- _Study text_
BEGIN

Because it was far from clear what training should cover, this framework for high-quality, high-value testing was developed. The scope of the structure and the accuracy of the contents were informed by critical discussion on the Evidence-Based Healthcare email list and the anonymous reviewers. It quickly became apparent that examples of low-quality, low-value testing practices are not confined to one small group of NHS hospitals in England, but are common internationally in both primary and secondary care, and that a comprehensive framework would be useful for trainees, trainers, practitionersand commissioners.

Terminology and scope

It is useful to understand ‘test’ in its broad sense. This includes not only laboratory tests, imaging investigationsand diagnostic procedures, but also questions in history-taking and items in the physical examination. Testing is high quality if it is safe, timely, efficient, effective, patient-centred and ethical. Testing is high value if the clinical benefits are substantially greater than the risks and costs of the test.

Tests can be used for multiple purposes, including diagnosis (to rule in or rule out a condition in people with symptoms), screening (to screen for a disease or risk factor in people without symptoms), risk assessment (to assess risk or prognosis in people with a diagnosis) and monitoring (to check for adverse effects and assess response in people undergoing treatment).

Principles for high-quality, high-value testing

These principles for high-quality, high-value testing are guidelines. As with all guidelines, they should be applied with common sense and clinical judgement. In the context of testing, a vital aspect of clinical judgement is the skill of taking uncertain quantitative data and obtaining useful qualitative information. Figures 3–6 show how this can be done.

Principle 1. Base testing practices on the best available evidence

Decisions about using a diagnostic test should be based on critically appraised evidence on three key questions. (1) Does using the test improve patient outcomes? (2) Does using the test improve on information provided by the history, examination and other cheaper or more readily available tests? (3) How accurate is the test?

Ideally, tests should be assessed in terms of their ability to improve patient-important outcomes, but this information is unfortunately often not available.

Information on the relative performance of tests may be easier to obtain. Tests will usually be done in a sequence, beginning with the cheapest and least invasive (ie, history and physical examination) as illustrated in figure 6. When a diagnostic test is performed, it will classify people as having or not having a condition. As all tests can have false-positive and false-negative results, the next test in a series will reclassify some people correctly and others incorrectly as illustrated in figure 1.

Figure 1

Reclassification possibilities with the last in a series of tests. This figure is only reproduced in colour in the online version.

The net reclassification index (NRI) quantifies the additional information provided by adding a second test.1 NRI can be calculated, but, more usefully for our purposes it can be visualised as the area between the receiver operating characteristic (ROC) curves for the two tests as in figure 2.

Figure 2

Receiver operating characteristic (ROC) curves for C reactive protein (CRP) and procalcitonin (PCT) levels for serious infection. The area between the ROC curves represents the net reclassification index (NRI), which is negative for PCT compared to CRP. The graph is from van den Bruel et al,2 and reproduced with permission from the publishers. This figure is only reproduced in colour in the online version.

END

- _Exercise goal_
Please translate this sentence from the text on high-quality, high-value testing into Spanish: "Testing is high value if the clinical benefits are substantially greater than the risks and costs of the test." The records that follow were taken from a separate source.

(Extracted records)

BEGIN

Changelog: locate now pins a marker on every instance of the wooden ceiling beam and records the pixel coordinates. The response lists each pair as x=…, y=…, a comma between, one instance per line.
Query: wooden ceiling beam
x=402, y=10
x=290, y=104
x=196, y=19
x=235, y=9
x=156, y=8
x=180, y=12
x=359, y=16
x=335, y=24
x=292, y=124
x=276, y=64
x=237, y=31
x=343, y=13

END

- _Task result_
Las pruebas son de alto valor si los beneficios clínicos son sustancialmente mayores que los riesgos y los costos de la prueba.